▶ **RECORD SET**
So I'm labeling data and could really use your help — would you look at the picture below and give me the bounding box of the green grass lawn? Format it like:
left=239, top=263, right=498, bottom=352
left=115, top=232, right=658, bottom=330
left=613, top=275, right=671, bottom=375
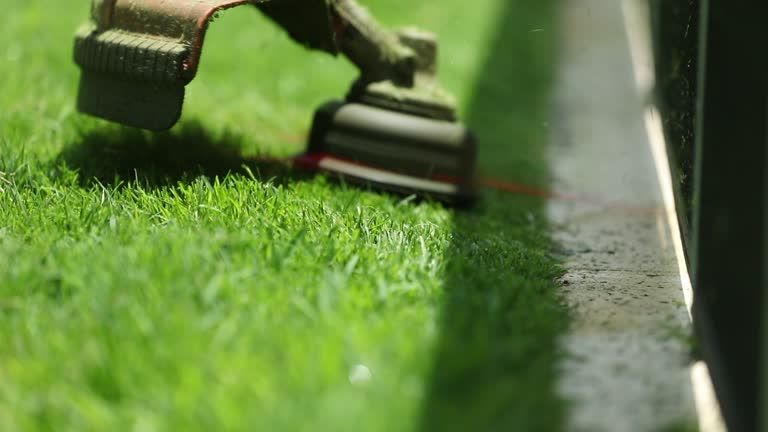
left=0, top=1, right=565, bottom=430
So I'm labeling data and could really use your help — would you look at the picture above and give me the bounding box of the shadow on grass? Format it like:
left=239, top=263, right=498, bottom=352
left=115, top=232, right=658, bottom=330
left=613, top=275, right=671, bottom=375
left=421, top=2, right=567, bottom=431
left=57, top=122, right=300, bottom=188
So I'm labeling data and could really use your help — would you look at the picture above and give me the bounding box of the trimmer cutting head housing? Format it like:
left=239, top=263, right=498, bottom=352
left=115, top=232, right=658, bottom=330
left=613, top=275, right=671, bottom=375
left=304, top=102, right=476, bottom=204
left=73, top=0, right=478, bottom=202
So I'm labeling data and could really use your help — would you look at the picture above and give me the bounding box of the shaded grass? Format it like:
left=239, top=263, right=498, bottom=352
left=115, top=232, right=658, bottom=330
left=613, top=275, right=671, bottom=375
left=421, top=2, right=566, bottom=431
left=0, top=0, right=565, bottom=430
left=57, top=124, right=297, bottom=188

▶ **TASK TO COMPLETE**
What lines above contain the word "would"? Return each such line.

▶ **RESPONSE AREA**
So I'm labeling data and could really use your help — would you look at the picture below and give me the bounding box of the green grass lawn? Format it like:
So I'm labeling data and could really use your help — would you look at the picture above and give me the bounding box of the shadow on grass? Format it like:
So I'm labeling data and could really use your help — would you look at the picture above and give me the bounding box of the trimmer cutting head housing? Format it like:
So I'm labeling data and could really use your help — would you look at the picture above and give me the bounding box of the shaded grass? Format it like:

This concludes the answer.